-- START --
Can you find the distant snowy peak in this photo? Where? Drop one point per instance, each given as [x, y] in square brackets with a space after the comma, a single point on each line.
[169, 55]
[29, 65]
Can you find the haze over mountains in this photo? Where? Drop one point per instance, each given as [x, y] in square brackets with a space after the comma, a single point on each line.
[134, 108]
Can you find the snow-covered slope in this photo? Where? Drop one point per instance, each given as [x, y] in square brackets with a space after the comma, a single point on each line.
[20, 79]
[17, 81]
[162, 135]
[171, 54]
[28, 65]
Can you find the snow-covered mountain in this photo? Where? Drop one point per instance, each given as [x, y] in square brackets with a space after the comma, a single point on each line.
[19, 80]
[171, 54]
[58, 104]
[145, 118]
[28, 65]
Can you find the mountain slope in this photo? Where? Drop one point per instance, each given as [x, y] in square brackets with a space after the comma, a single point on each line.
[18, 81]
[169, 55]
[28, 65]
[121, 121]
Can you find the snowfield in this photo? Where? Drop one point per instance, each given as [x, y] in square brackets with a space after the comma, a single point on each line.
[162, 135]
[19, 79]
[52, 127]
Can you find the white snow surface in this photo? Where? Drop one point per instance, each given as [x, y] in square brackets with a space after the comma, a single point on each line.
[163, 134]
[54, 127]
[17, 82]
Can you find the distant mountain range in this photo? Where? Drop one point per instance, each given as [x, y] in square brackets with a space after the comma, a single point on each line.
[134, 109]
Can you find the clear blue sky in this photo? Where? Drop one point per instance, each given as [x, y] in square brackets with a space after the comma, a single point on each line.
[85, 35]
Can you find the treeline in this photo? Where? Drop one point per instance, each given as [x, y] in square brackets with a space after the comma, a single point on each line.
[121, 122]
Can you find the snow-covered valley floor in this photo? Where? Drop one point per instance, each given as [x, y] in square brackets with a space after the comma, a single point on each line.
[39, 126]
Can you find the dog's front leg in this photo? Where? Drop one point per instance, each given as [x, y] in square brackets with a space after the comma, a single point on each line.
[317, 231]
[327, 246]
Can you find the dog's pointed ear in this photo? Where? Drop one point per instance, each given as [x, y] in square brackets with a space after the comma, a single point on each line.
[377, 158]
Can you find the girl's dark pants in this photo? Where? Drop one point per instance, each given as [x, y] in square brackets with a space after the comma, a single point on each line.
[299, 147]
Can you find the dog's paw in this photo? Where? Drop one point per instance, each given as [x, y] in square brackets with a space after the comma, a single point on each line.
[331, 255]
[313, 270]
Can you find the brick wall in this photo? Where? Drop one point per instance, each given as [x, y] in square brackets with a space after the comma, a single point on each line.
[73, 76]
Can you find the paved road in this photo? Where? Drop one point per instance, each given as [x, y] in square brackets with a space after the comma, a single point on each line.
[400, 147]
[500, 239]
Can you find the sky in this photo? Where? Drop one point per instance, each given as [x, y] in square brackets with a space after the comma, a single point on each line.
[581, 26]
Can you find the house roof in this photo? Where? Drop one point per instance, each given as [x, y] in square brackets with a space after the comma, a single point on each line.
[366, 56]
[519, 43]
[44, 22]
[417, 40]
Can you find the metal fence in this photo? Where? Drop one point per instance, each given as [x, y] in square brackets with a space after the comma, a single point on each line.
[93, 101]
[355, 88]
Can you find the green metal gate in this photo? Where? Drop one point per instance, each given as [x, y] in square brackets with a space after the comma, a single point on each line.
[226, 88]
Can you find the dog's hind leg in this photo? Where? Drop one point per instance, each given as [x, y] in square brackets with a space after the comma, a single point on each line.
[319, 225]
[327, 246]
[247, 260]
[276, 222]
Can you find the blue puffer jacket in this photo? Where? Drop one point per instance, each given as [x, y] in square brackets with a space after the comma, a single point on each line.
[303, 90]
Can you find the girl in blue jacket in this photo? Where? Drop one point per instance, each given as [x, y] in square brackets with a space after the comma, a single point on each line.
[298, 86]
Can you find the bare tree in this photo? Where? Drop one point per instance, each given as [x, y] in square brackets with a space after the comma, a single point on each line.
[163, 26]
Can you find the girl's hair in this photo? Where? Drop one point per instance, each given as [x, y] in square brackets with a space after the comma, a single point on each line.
-- END --
Your task:
Starting at the line that contains "Can you find the house", print every line through the end of the listing, word for word. Leave out all the rest.

Response:
Can you find the house roof in this photo? Where? Drop one point per instance, each given as [x, y] in square brackets with a space after the comma, a single point on each line.
[366, 56]
[519, 43]
[44, 22]
[417, 40]
Can you find the metal fence in this photo? Where? Drop one point per instance, each given as [x, y] in square brackets with a space after the comma, a single point on each line.
[93, 101]
[355, 88]
Can you find the green metal gate in this photo? Where? Drop one point per instance, each given as [x, y] in square brackets with a space after the comma, a single point on each line.
[226, 88]
Can you find the dog's hind leg in this photo? Where? Drop one point per instance, each given as [x, y] in square brackets with a space after the comma, a single point on each line.
[319, 225]
[327, 246]
[247, 260]
[276, 222]
Can you find the blue puffer jacket in this photo? Where? Drop one point per instance, each given as [x, y] in square brackets with a space after the comma, a single point on each line.
[303, 90]
Can you find the girl in blue jacket in this photo? Where? Drop one point per instance, each given as [x, y] in square brackets with a space after the comma, a single point on each line.
[298, 86]
Can you find the bare tree in this photo? Where? Drop one point per instance, each given as [x, y] in square brackets with a space after the comma, a single point on each line.
[163, 26]
Can you find the girl's hair in this photo? Where? Drop one point per instance, each given as [x, y] in square brackets with a space after the comma, a single point on each line.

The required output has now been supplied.